I told her about a recent blog entry where I had admired the eye candy of past American statesmen and presidents on American currency and she owned that yes, Alexander Hamilton was a hottie, and that she always hoards her ten dollar bills. I told her that I had always had a thing for Thomas Jefferson, whom she should remember as the third president of the United States. It's sure to be on the test.

By this time, the beds that Ani had been changing with clean linens while we talked were now being inhabited by new patients. When I was first taken to the examining room, an older gentleman was on his cell phone, roaring at someone on the other end. Later, he ate his lunch from a pile of Styrofoam takeout containers that were obviously not holding hospital food. Finally, he was wheeled away by a police officer.

His place was taken about an hour later by a worried-looking young woman and her much more serene mother. Although they drew the semicircular curtain around her bed area when her doctor arrived, I could not help but overhear some of the girl’s complaints, which had something to do with her chronically swollen feet. I made out the words “depression,” “Lasix,” and “God.”

I offhandedly mentioned to the technician who connected me to my EKG that I was hungry and was looking forward to eating at Tender Greens once I was released. He said that he had tasted part of a colleague’s meal from the restaurant and liked it. Minutes later, Ani appeared with a fistful of snacks: a plain ham sandwich on wheat with packets of mayonnaise and mustard, individually wrapped Chips Ahoy cookies, graham crackers, a banana, and one of those hospital-issue cups of cranberry juice.
-.-.-
> **EXERCISES TO COMPLETE**
[a] In the hospital story, which restaurant did the narrator plan to eat at after being released?
[b] Please repeat the part of the hospital story starting with "His place was" and going on through "of cranberry juice.".
The rows after the hospital story are separate material.

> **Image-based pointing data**
-.-.-
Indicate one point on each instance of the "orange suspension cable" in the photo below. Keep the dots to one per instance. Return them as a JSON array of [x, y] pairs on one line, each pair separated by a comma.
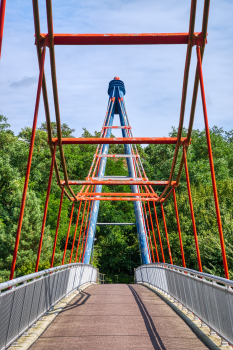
[[155, 244], [68, 233], [84, 231], [58, 222], [76, 226], [191, 209], [165, 228], [178, 227], [28, 165], [160, 240], [45, 209]]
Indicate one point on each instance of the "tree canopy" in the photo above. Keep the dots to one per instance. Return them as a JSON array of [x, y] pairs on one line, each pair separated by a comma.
[[116, 248]]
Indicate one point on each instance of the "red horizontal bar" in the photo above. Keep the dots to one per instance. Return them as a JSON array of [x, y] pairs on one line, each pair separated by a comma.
[[118, 39], [133, 199], [119, 140], [118, 182], [95, 194]]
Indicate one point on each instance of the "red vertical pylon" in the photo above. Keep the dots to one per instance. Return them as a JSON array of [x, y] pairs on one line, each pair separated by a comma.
[[80, 232], [28, 164], [224, 257], [191, 209], [57, 227], [166, 233], [68, 233], [76, 226], [46, 208], [2, 17], [156, 249], [178, 227]]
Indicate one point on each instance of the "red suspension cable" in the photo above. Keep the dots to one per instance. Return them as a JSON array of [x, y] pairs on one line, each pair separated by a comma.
[[68, 233], [28, 165], [166, 233], [58, 222], [224, 257], [178, 227], [76, 226], [45, 209], [191, 209]]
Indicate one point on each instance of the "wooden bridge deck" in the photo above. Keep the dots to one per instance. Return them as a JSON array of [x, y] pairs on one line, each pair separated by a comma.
[[118, 316]]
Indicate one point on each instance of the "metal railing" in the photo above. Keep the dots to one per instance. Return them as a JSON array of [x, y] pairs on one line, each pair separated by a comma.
[[29, 297], [208, 297], [101, 278]]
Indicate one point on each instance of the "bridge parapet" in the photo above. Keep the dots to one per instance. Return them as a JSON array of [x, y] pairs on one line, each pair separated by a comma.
[[30, 296], [208, 297]]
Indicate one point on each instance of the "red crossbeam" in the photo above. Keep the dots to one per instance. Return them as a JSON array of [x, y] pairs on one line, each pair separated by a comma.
[[119, 39], [117, 182], [119, 140], [139, 194]]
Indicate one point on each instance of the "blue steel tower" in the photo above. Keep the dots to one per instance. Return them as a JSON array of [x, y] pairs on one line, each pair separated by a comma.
[[116, 105]]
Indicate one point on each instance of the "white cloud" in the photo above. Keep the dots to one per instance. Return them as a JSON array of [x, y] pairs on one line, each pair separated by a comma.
[[153, 75]]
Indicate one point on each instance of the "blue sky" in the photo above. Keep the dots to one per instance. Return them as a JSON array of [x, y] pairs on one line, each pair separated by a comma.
[[152, 75]]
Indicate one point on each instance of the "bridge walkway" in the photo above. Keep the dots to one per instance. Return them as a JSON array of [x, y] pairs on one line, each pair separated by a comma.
[[118, 316]]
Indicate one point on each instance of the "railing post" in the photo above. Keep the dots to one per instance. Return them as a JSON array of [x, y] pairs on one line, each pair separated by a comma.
[[191, 209], [178, 227], [28, 164], [212, 163], [68, 233]]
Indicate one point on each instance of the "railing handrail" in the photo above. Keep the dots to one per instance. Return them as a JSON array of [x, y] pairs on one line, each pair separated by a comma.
[[31, 276], [218, 279]]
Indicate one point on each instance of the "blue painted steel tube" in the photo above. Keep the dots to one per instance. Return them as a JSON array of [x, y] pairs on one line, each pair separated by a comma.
[[137, 205], [95, 207], [117, 89]]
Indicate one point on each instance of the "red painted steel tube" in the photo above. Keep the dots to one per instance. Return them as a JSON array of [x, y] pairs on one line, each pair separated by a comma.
[[118, 182], [57, 227], [160, 240], [129, 199], [178, 227], [165, 228], [28, 165], [76, 226], [148, 229], [2, 17], [84, 231], [191, 209], [152, 226], [119, 140], [224, 257], [68, 233], [119, 39], [45, 209], [80, 232]]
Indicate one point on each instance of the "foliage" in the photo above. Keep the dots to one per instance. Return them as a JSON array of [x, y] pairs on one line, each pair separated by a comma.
[[116, 249]]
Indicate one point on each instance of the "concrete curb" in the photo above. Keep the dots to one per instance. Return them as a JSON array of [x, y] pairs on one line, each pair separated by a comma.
[[213, 342], [28, 338]]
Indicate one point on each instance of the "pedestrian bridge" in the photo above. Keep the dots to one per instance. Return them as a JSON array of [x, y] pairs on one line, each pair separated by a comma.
[[146, 314]]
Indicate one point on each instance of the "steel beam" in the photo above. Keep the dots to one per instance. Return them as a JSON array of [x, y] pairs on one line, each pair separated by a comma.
[[119, 39]]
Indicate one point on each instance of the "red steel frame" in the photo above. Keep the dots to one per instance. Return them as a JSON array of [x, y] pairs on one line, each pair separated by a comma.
[[2, 17], [51, 39], [45, 209]]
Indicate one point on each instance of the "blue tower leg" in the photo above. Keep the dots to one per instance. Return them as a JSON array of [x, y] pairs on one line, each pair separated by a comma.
[[95, 207], [117, 89]]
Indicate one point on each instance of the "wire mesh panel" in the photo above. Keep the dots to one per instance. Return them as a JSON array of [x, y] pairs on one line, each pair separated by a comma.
[[208, 297], [29, 297]]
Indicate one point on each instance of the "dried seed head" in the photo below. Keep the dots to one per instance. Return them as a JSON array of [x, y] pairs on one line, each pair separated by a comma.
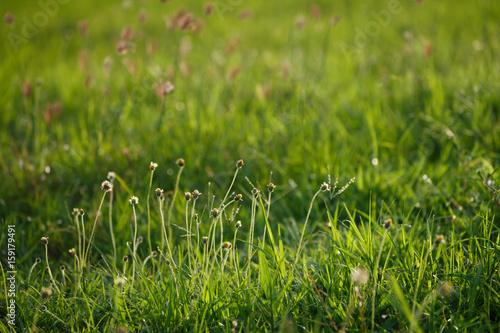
[[134, 200], [120, 281], [46, 292], [445, 289], [360, 275], [196, 194], [439, 240], [106, 186], [180, 162]]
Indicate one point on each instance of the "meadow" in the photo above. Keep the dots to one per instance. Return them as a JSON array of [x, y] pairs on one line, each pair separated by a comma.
[[231, 166]]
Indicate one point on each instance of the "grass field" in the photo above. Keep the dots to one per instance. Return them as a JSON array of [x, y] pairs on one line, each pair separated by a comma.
[[362, 136]]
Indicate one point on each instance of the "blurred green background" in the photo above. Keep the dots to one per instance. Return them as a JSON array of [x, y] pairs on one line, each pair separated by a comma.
[[402, 95]]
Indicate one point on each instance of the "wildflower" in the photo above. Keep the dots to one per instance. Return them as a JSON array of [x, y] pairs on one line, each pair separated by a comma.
[[46, 292], [106, 186], [360, 276], [196, 194], [111, 176], [439, 240], [325, 187], [120, 281]]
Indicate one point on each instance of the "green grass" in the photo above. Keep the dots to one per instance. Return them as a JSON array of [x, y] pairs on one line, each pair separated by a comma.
[[410, 112]]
-.-.-
> **TASK-BY-TASK ANSWERS**
[a] Tender Greens

[b]
His place was taken about an hour later by a worried-looking young woman and her much more serene mother. Although they drew the semicircular curtain around her bed area when her doctor arrived, I could not help but overhear some of the girl’s complaints, which had something to do with her chronically swollen feet. I made out the words “depression,” “Lasix,” and “God.”

I offhandedly mentioned to the technician who connected me to my EKG that I was hungry and was looking forward to eating at Tender Greens once I was released. He said that he had tasted part of a colleague’s meal from the restaurant and liked it. Minutes later, Ani appeared with a fistful of snacks: a plain ham sandwich on wheat with packets of mayonnaise and mustard, individually wrapped Chips Ahoy cookies, graham crackers, a banana, and one of those hospital-issue cups of cranberry juice.